2007 OPEN FORUM Abstracts
DELIVERY OF INSPIRED GAS IN THE DIFFERENTIAL DIAGNOSIS OF A BRONCHOPERICARDIAL FISTULA: A CASE STUDY
N. A. Fencl1, B. S. Marino1
A 25 year old male with d-Transposition of the Great Arteries, status post Senning procedure at 4 months of age, with atrial flutter and ventricular tachycardia, status post radiofrequency ablation, pacemaker and AICD placement, presented to clinic with congestive heart failure. The echocardiogram showed severe right ventricular dysfunction, mild left ventricular dysfunction, and moderate tricuspid regurgitation.
The patient required placement of a ventricular assist device in the systemic right ventricle during which he suffered a 12 minute VF arrest. He remained mechanically ventilated for 9 days post operatively. Three months later he received an orthotopic heart transplant which was complicated by significant bleeding, fungal sepsis, and multi organ system failure.
On post transplant day 27 the patient was taken urgently to the cardiac catheterization laboratory for placement of a pericardial catheter due to an expanding pneumopericardium of unknown etiology. The air leak was consistent with a bronchopericardial fistula. On post transplant day 30 the patient experienced increased work of breathing and desaturation into the 80s which he recovered from with a prolonged period of hand ventilation. A bedside bronchoscopy was performed which was unrevealing.

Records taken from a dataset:
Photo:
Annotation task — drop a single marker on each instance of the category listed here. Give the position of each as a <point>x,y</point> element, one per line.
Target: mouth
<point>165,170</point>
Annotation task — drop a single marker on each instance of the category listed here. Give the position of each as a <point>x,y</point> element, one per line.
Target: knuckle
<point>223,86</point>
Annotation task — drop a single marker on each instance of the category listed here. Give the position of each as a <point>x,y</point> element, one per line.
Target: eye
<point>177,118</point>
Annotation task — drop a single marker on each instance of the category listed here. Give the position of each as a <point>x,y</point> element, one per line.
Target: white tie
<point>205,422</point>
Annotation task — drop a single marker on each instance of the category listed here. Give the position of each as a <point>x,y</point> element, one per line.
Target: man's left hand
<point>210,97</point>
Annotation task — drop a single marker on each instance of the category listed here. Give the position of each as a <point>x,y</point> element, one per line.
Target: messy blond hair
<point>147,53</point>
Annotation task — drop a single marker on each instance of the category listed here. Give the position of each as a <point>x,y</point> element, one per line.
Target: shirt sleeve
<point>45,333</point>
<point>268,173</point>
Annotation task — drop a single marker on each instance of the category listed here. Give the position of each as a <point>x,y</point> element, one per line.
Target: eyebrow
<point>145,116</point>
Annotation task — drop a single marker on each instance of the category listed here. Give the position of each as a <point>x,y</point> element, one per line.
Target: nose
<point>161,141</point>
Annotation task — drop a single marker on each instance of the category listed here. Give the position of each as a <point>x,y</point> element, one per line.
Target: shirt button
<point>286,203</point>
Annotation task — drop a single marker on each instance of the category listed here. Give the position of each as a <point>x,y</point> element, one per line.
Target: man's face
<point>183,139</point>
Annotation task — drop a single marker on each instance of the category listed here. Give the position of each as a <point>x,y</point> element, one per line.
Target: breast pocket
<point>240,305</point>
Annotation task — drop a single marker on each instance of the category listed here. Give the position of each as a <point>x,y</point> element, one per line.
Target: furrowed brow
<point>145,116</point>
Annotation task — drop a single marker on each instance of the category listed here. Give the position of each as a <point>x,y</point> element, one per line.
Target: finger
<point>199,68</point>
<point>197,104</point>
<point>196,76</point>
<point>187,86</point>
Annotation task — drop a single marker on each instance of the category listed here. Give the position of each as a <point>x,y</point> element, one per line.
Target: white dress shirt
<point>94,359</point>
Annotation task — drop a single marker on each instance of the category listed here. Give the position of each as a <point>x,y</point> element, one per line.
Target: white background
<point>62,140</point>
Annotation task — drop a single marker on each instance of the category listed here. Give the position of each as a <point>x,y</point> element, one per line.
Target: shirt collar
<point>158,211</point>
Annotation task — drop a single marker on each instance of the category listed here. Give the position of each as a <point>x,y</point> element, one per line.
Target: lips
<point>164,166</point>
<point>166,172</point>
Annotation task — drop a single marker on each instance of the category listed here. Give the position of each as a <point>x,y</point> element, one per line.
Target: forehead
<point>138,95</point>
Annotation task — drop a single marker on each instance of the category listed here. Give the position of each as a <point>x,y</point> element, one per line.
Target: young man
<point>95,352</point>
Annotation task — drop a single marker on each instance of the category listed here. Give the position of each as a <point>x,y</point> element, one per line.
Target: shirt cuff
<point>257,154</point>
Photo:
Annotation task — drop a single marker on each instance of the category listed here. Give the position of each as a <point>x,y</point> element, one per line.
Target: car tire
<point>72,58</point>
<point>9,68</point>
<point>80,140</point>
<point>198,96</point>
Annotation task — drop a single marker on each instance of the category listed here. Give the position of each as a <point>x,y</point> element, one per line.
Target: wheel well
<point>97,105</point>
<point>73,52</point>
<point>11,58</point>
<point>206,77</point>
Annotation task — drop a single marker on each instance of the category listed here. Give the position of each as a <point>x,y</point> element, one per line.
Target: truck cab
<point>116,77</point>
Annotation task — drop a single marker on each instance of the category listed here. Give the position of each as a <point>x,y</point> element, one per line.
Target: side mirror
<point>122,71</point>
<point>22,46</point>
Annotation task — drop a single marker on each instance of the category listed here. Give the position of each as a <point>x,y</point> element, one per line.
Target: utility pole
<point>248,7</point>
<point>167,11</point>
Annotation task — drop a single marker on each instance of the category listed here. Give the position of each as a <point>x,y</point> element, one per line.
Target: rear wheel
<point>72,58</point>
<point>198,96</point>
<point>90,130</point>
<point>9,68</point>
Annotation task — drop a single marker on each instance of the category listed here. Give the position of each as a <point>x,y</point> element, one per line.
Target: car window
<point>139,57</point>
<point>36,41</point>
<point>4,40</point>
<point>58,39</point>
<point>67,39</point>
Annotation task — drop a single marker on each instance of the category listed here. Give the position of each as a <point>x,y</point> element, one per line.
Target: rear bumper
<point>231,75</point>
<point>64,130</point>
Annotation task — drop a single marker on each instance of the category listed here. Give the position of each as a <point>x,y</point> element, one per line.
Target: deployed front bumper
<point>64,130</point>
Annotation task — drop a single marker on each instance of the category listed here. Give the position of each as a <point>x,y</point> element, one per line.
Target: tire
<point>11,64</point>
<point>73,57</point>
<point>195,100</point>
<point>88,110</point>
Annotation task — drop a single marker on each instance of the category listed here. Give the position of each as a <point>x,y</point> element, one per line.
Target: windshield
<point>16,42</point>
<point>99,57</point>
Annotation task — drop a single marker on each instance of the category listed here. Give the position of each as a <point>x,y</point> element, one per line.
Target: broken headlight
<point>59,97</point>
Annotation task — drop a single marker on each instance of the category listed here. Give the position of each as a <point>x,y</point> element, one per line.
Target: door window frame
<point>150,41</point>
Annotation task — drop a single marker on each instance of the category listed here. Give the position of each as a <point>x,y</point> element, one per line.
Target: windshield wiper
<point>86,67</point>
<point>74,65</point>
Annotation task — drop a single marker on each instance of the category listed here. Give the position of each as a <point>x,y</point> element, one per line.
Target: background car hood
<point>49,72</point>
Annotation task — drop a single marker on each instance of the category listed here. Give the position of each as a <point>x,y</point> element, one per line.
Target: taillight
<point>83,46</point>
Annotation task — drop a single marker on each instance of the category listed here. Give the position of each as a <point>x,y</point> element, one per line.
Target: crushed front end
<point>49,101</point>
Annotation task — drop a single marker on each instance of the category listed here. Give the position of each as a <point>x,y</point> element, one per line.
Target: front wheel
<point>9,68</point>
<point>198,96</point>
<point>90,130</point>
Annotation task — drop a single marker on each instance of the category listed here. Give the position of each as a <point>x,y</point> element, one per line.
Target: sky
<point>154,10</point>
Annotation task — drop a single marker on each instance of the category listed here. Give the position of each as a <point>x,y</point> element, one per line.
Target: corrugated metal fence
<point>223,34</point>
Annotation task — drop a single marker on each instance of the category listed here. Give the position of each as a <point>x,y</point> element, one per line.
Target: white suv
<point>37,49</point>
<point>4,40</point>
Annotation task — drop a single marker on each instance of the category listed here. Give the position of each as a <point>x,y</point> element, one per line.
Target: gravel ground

__Exercise instructions__:
In the bronchopericardial fistula case study, how long was the VF arrest the patient suffered during placement of the ventricular assist device?

__Expected output__:
12 minutes